From the article below on the Iran policy panel, copy word for word the part that begins at the words "Panel of experts discusses" and stops after the words "democracy in Iran.".

Start of Extracted text

Panel of experts discusses policy on Iran
On the eve of the Free Iran Gathering, a panel of experts discussed the current policy of the U.S. and Europe toward the Iranian regime and policy recommendations to support the cause of freedom and democracy in Iran.
“President Obama extended an olive branch to Iran and five years later there was a nuclear deal,” said Ambassador Lincoln Bloomfield, who moderated the panel. He then asked the participants to weigh in on the challenges of dealing with the Iranian regime and the new policy declared by the U.S., which was summarized by Secretary of State Mike Pompeo’s 12-point demands toward Tehran.
policy on Iran
“Every one of those 12 demands have to do with Iran’s aggressions at different levels,” Bloomfield said.
“The policy of appeasement at all costs that European governments are carrying on are based on false assumptions,” said former Italian foreign minister Julio Terzi. “[Iranian regime president Hassan] Rouhani is part of the leadership with [Supreme Leader Ali] Khamenei and hasn’t changed the [Iranian regime’s] vision of dominating the world of Islam.”
Terzi also stressed that under Rouhani, there has been no modification on the economic structure of Iran. “The regime is focused on strengthening the power of IRGC,” he said.
“Continue to pressure the regime,” Terzi recommended as the solution to dealing with Iran. “It is completely wrong to pursue other ways such as increasing cooperation across the board, such as cultural fields, or intelligence cooperation, as the Italian government is pursuing.”

End of Extracted text
Start of Supplied material

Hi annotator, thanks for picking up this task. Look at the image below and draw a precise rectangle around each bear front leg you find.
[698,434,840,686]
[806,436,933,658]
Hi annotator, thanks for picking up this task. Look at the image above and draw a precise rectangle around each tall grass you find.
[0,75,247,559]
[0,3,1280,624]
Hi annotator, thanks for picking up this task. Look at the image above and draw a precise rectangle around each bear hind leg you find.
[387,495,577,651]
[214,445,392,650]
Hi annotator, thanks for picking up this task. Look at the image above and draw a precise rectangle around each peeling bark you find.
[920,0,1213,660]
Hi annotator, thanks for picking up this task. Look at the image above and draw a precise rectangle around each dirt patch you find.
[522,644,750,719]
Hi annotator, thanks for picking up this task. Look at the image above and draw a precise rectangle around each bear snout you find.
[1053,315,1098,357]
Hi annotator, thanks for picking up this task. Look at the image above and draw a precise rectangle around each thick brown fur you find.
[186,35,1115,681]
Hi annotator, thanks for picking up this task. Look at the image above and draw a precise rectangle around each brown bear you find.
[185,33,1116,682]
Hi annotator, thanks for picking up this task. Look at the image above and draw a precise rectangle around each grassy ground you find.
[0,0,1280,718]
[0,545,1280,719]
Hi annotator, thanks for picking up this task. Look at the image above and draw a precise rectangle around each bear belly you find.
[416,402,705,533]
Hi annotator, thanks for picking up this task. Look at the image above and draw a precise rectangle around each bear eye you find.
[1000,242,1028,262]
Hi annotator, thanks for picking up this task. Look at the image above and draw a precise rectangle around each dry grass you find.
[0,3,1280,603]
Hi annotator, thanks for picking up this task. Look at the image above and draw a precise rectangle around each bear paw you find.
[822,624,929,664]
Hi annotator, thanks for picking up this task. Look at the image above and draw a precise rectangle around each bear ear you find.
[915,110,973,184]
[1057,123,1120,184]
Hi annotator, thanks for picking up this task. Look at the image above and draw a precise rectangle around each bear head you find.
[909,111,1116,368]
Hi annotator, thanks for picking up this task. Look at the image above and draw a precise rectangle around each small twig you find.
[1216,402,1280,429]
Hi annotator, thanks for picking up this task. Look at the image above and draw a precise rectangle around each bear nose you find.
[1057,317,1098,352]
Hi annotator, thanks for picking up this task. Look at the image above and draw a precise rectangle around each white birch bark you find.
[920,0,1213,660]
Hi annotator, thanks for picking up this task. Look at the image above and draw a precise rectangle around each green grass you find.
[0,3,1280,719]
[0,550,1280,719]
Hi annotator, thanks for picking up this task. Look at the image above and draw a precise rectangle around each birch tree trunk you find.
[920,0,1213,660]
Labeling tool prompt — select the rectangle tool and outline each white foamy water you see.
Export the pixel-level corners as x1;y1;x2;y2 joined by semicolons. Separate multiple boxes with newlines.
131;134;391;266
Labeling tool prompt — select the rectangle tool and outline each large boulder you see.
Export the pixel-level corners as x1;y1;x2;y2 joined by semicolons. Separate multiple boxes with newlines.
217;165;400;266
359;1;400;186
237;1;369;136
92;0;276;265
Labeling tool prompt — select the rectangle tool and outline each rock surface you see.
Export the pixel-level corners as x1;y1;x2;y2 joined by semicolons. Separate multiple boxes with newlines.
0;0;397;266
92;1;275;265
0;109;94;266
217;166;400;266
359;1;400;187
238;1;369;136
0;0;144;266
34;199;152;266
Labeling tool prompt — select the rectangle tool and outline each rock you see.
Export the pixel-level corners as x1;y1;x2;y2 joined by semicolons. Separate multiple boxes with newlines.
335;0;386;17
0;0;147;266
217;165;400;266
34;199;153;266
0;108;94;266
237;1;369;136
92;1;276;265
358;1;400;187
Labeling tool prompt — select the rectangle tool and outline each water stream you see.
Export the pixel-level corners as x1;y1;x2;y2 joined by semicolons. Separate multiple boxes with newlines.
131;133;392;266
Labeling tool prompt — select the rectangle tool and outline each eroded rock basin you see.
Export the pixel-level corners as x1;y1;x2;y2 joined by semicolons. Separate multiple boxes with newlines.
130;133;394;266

End of Supplied material

* [Task output]
Panel of experts discusses policy on Iran
On the eve of the Free Iran Gathering, a panel of experts discussed the current policy of the U.S. and Europe toward the Iranian regime and policy recommendations to support the cause of freedom and democracy in Iran.